--- LISTED ENTRIES ---

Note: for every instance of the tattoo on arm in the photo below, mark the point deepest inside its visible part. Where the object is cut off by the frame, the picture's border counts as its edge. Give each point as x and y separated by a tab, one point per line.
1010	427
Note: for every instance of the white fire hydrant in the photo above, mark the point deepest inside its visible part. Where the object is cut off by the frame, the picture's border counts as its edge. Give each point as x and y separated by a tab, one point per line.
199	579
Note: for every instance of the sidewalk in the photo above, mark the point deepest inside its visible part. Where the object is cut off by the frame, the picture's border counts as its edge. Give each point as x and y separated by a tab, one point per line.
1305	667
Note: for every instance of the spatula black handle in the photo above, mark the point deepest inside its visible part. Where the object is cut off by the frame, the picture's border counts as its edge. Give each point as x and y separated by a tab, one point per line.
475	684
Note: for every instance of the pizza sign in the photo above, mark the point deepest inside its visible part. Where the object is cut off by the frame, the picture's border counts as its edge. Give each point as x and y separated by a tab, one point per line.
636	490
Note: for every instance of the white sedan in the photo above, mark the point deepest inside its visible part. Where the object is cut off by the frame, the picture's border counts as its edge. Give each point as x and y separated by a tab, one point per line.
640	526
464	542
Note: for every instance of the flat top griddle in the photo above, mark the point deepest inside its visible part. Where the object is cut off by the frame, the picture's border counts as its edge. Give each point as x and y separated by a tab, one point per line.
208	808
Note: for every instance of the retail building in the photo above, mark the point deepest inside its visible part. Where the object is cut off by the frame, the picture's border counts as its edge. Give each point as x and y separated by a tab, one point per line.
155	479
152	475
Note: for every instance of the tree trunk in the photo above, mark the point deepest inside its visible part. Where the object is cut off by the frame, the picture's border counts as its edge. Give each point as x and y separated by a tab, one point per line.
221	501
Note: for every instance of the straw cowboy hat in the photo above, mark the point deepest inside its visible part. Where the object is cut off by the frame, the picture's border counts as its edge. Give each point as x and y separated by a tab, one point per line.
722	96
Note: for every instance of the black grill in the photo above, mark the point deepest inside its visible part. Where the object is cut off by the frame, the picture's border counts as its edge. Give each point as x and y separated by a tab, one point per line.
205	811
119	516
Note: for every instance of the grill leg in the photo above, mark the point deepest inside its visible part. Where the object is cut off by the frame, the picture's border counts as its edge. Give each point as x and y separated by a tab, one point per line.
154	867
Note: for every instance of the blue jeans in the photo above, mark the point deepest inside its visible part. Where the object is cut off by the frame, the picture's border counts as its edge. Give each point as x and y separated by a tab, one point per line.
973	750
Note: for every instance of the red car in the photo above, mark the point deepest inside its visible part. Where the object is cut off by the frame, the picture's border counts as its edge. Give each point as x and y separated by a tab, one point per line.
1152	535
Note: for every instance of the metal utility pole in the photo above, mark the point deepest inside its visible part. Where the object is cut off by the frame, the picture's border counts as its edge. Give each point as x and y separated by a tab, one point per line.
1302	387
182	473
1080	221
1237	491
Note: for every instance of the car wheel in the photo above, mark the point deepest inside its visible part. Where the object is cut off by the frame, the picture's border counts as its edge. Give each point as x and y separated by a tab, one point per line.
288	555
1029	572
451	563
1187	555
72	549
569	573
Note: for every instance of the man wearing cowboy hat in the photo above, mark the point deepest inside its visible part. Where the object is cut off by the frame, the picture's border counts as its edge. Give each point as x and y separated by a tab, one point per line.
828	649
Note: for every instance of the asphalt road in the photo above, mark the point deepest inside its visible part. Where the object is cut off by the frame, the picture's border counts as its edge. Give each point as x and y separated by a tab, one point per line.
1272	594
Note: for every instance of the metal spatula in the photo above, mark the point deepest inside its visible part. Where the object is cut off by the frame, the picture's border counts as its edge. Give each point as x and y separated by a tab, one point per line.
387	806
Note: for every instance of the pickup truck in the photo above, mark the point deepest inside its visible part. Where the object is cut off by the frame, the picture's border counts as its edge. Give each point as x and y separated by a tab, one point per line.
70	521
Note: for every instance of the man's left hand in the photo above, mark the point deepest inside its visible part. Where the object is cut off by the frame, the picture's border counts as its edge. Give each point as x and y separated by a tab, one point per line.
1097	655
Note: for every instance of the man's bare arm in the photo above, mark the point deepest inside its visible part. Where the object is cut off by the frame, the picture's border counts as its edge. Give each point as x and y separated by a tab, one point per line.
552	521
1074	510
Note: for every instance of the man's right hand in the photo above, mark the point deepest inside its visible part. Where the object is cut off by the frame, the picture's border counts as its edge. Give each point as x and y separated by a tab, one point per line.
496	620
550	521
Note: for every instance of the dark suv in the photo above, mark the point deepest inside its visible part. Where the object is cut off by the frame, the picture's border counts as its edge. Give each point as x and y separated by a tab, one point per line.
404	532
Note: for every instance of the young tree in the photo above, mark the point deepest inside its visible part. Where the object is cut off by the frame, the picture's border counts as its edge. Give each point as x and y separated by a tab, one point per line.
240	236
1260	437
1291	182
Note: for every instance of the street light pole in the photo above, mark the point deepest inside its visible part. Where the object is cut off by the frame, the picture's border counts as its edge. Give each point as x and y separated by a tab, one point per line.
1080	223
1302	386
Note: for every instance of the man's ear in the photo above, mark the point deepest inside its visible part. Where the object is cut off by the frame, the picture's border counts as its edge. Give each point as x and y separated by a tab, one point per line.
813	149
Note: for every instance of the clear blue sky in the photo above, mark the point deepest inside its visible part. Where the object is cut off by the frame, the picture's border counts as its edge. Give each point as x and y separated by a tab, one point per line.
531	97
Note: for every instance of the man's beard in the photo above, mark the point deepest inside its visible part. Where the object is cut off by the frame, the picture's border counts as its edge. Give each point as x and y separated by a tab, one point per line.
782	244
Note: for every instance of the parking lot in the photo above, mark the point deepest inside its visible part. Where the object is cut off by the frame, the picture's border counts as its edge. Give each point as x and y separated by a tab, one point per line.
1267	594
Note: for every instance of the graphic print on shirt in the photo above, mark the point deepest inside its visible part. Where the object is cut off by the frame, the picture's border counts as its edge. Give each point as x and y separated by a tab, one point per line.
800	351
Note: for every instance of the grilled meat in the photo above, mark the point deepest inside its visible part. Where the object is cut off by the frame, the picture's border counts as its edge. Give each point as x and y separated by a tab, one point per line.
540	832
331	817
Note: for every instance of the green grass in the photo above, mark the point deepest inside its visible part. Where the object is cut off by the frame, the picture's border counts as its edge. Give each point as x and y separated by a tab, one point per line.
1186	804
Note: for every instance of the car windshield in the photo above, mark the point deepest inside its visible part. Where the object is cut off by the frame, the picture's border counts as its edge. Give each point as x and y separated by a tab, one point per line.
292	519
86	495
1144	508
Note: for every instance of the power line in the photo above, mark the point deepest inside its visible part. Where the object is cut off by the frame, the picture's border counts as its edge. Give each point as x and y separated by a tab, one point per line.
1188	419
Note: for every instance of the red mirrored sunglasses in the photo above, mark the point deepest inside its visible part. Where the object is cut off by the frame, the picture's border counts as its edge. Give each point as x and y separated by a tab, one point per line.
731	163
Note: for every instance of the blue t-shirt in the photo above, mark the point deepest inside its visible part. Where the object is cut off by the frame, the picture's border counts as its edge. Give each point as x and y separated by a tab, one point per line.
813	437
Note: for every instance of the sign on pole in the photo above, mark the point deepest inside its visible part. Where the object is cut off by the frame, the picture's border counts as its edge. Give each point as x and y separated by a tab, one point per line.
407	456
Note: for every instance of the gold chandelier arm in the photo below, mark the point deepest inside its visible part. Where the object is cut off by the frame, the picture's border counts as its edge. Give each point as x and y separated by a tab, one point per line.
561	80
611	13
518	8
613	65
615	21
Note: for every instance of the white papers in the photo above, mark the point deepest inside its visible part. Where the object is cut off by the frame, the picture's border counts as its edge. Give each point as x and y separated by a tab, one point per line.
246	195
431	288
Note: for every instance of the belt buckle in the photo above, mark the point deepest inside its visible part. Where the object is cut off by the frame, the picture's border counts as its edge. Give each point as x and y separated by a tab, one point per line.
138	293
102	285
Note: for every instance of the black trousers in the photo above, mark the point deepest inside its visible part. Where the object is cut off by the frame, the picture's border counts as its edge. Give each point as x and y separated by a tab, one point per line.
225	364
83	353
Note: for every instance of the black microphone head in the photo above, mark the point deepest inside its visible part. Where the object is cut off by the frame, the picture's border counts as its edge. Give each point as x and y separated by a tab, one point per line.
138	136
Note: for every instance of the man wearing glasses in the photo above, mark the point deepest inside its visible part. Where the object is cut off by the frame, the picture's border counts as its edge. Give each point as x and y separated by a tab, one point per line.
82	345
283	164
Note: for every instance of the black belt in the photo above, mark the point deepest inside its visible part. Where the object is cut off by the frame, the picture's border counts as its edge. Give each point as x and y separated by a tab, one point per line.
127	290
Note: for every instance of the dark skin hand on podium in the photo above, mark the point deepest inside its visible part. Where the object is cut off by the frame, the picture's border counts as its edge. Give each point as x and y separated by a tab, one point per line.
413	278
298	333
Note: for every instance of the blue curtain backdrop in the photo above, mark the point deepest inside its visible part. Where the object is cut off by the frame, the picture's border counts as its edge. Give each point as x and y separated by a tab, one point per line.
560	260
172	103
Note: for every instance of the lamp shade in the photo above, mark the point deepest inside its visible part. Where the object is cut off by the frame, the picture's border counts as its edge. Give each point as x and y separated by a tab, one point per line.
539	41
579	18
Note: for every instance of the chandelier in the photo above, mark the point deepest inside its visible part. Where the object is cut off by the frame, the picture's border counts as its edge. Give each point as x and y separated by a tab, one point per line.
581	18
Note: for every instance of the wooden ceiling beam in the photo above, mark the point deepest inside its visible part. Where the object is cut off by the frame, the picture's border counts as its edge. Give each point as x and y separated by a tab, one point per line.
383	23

---

» **THE TASK**: Set down, exactly and in full, the lines from the one containing "Note: for every instance of the chandelier" through the end of the entries; no other line belongs.

» **TASK OUTPUT**:
Note: for every instance of the chandelier in the photo above, mark the point deepest inside its visible part. Where the object is cut off by the frame, the picture's border counts as its edge. Give each point as x and y separated by a tab, one point per line.
581	18
Note: for every instance of the wooden ceiling beam in the photo above, mark the point deepest inside its visible part. Where the object is cut off by the frame, the picture's border counts as its edge. Give each point as x and y separated by a tab, one point per line.
383	23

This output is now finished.